*WHAT TO PRODUCE:* Give an exact transcription of every line, dropping the images.

*RECORDS FOR THE TASK:*
-- Begin --

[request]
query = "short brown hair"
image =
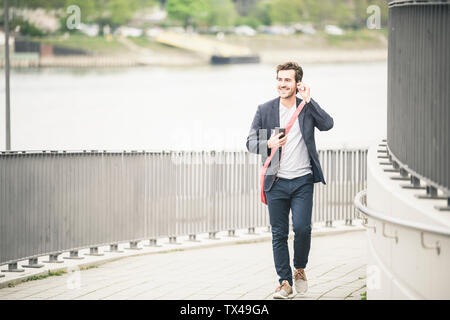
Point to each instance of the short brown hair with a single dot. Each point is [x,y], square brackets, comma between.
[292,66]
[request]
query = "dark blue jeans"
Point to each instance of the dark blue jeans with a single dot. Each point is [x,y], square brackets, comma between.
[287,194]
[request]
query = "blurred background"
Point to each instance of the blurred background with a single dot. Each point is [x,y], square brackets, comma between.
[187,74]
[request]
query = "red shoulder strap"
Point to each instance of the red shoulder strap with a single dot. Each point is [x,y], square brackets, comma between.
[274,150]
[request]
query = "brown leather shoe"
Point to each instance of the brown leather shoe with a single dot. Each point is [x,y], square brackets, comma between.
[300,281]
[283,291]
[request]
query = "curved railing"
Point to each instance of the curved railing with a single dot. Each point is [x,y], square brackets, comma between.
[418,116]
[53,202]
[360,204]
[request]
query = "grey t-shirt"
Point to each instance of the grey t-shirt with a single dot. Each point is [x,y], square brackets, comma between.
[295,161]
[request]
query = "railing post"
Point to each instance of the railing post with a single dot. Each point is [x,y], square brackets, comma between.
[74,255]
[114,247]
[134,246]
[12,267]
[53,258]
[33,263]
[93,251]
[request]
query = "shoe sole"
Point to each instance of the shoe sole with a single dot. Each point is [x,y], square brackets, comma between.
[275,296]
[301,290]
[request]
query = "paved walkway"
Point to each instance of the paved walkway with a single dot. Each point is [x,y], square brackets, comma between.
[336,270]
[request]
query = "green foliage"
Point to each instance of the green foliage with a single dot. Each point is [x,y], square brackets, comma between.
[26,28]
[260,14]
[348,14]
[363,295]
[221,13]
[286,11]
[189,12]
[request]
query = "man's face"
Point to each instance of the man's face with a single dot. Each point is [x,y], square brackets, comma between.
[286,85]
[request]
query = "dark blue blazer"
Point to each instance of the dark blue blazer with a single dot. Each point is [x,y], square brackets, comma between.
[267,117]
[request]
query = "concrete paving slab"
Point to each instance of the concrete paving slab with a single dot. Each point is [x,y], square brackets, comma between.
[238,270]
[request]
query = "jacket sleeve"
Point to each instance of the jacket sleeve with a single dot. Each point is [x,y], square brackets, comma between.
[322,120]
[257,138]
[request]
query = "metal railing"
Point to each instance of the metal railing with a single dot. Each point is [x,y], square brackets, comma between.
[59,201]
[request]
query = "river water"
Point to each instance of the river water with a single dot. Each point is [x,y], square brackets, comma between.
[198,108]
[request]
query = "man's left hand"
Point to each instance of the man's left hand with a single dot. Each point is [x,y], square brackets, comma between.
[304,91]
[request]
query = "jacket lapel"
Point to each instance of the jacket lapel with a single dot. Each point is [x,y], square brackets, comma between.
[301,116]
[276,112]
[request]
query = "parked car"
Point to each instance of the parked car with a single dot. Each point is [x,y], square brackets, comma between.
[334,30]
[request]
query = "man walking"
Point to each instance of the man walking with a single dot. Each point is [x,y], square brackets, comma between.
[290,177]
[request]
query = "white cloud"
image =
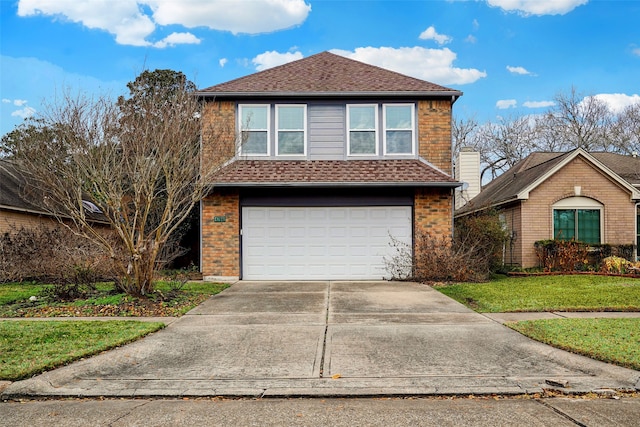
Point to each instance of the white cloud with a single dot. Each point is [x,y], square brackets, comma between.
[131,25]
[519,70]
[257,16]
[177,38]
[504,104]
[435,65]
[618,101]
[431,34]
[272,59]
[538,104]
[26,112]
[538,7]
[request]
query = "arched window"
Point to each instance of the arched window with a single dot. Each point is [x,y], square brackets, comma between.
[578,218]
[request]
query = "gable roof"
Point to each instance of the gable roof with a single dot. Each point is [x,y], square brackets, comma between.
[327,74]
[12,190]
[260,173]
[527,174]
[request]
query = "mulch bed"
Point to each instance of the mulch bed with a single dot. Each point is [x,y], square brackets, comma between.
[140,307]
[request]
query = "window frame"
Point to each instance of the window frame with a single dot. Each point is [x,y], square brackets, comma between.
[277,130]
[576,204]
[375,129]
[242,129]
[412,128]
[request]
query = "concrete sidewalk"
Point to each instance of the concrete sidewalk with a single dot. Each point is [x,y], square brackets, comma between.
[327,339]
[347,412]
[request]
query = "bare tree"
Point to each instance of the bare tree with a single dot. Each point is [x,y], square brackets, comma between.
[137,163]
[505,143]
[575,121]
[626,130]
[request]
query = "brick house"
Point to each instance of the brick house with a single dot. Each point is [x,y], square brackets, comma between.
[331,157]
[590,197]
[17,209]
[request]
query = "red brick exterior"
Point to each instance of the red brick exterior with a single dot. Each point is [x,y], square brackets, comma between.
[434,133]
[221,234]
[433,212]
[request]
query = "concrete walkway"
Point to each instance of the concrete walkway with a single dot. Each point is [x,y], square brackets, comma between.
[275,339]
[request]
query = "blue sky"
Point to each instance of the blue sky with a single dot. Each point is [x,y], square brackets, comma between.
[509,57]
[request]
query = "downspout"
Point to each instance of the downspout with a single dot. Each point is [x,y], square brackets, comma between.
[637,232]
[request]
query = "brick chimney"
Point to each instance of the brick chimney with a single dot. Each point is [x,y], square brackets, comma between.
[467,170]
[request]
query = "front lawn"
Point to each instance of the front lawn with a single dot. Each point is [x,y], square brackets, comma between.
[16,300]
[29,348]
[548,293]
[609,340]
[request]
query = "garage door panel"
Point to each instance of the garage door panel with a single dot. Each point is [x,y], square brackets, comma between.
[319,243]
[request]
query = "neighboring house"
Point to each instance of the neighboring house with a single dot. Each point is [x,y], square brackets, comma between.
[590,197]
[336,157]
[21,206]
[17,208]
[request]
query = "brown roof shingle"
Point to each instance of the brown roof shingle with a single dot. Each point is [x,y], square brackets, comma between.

-- End --

*THE RESULT:*
[request]
query = "short brown hair"
image =
Point to each instance of the short brown hair with a single dot. Each point is [x,y], square brackets, comma between.
[292,66]
[request]
query = "dark blue jeans"
Point to each instance of the dark blue jeans with a single dot. Each point is [x,y], square brackets, comma between.
[287,194]
[request]
query = "blurred background"
Point to each instance of the blurred background with a single dot. Each point is [x,y], square brackets, comma between.
[187,74]
[request]
query = "red shoulder strap"
Point to each instance of the red shoulder strap with a single dot. Each point is [x,y], square brackets, comma between.
[274,150]
[request]
query = "brown leather shoe"
Point to each instance of the brown leather shoe with a single dot. Each point is [x,y], square brackets, comma between.
[300,281]
[283,291]
[request]
query = "curved railing"
Point to each instance of the curved railing with a single dot. Each point is [x,y], square brackets, comma between.
[418,116]
[53,202]
[360,204]
[request]
query = "grey t-shirt"
Point to each instance of the grey t-shirt with a single dot. Each point is [x,y], square brackets, comma between.
[295,161]
[request]
query = "railing post"
Point to each instance of the railing post with a single dot. Each point is [x,y], square brackets, comma between.
[74,255]
[114,247]
[134,246]
[12,267]
[53,258]
[33,263]
[93,251]
[request]
query = "shoe sole"
Point to each instance of the shoe sole with a single dot. Each point is [x,y], square brackets, comma between.
[275,296]
[301,290]
[request]
query = "paved walkway"
Point to each instance of the paved walkway with a single dot. Each point is [x,y], square brackets, comma between.
[336,270]
[request]
query = "green foliage"
Point to each instance of the green foliage with a single dot. Each point is [x,y], square brackets, comma between.
[26,28]
[260,14]
[348,14]
[363,295]
[221,13]
[286,11]
[189,12]
[request]
query = "man's face"
Point to each instance of the man's face with a single dot. Each point is [x,y], square brackets, comma between.
[286,85]
[request]
query = "dark blue blazer"
Point to each instance of the dark blue blazer with a single dot. Each point is [x,y], square brackets, comma between.
[267,117]
[request]
query = "concrete paving slab"
Point to each instance of the concrete paving slab with a single dot. Each point is [x,y], square brackets, comma between.
[238,270]
[request]
query = "jacket sleeve"
Point to each instance of the jacket sleeve with a single dot. Each point is [x,y], square brackets, comma between.
[322,120]
[257,138]
[request]
query = "metal railing"
Point to each instance of the metal railing with a single dot. Each point is [x,y], square brackets, comma between.
[59,201]
[request]
query = "river water"
Point to each instance of the river water with a single dot. Each point is [x,y], square brackets, comma between.
[198,108]
[request]
query = "man's left hand"
Point to each instance of the man's left hand with a single dot. Each point is [x,y], square brackets, comma between.
[304,91]
[request]
query = "jacket lapel"
Point to each instance of the jacket lapel with a single dot. Each point is [x,y], square brackets, comma between.
[301,116]
[276,112]
[request]
query = "parked car"
Point to each instance of the parked car with a single dot. Each point is [x,y], square brackets, comma between.
[334,30]
[request]
query = "man walking"
Point to each instance of the man walking with a single dot. Each point is [x,y], square brackets, comma between.
[290,177]
[request]
query = "white cloud"
image =
Point to each instance of the white cloud with a single dot. Each point is [x,y], square brackets, comma between.
[131,25]
[519,70]
[257,16]
[177,38]
[504,104]
[435,65]
[618,101]
[431,34]
[272,59]
[538,104]
[26,112]
[538,7]
[request]
query = "arched window"
Point to each instance of the arched window with a single dot. Each point is [x,y], square brackets, comma between.
[578,218]
[request]
query = "gable roof"
Point to each instance of the gable roof with a single dot. Each point is [x,y], square brackets, comma between.
[327,74]
[12,190]
[260,173]
[527,174]
[request]
query = "mulch bed"
Point to each instance of the mulch bed with a single dot. Each point is [x,y], square brackets, comma between.
[140,307]
[request]
query = "window frame"
Point to each instance of the window frame with a single dot. Each point is [x,y], square brackets, comma between.
[277,130]
[576,204]
[375,129]
[242,129]
[412,128]
[request]
query = "concrete sidewalk"
Point to each instance of the concrete sidewalk with a single dot. Each point is [x,y], square brackets, comma between.
[327,339]
[347,412]
[request]
query = "bare tree"
Point to each instance of the bare tree with a single dot. Each point is [x,y], square brackets, comma between.
[137,163]
[505,143]
[575,121]
[626,130]
[request]
query = "brick house"
Point to each instance of the brick house with a single dot. Each point is [x,y], square brackets, comma between.
[331,157]
[590,197]
[17,209]
[request]
query = "red brick exterior"
Point to each instance of the red brick exterior with a single dot. Each point is [x,y], square brackets, comma between.
[434,133]
[221,234]
[433,212]
[request]
query = "concrete walkway"
Point to each instance of the concrete walkway with a single dot. Each point is [x,y], square brackets, comma between.
[275,339]
[request]
query = "blue sky"
Point to each instance of the blue sky with a single dot. Each point is [x,y], square brackets, comma between.
[509,57]
[request]
query = "downspout"
Point to each instance of the downspout with a single dot. Each point is [x,y], square brackets, comma between.
[637,232]
[request]
query = "brick chimney"
Point to each instance of the brick chimney with a single dot. Each point is [x,y], square brackets, comma between.
[467,170]
[request]
query = "front lawn"
Point to each instance of the front lawn with a single dot. Each point is [x,y], square brackets, comma between.
[16,300]
[29,348]
[548,293]
[609,340]
[request]
query = "garage door panel"
Point to each instance of the garage door panel with a single dot. Each point is [x,y], square brackets, comma between.
[319,243]
[request]
query = "neighboring house"
Point to each instance of the neighboring house with a single dot. Each point is [x,y], square brackets, comma between.
[590,197]
[336,157]
[21,206]
[17,208]
[request]
query = "brown roof shingle"
Point to each instance of the brown roof shingle with a single dot. Each point is [x,y], square brackets, comma between.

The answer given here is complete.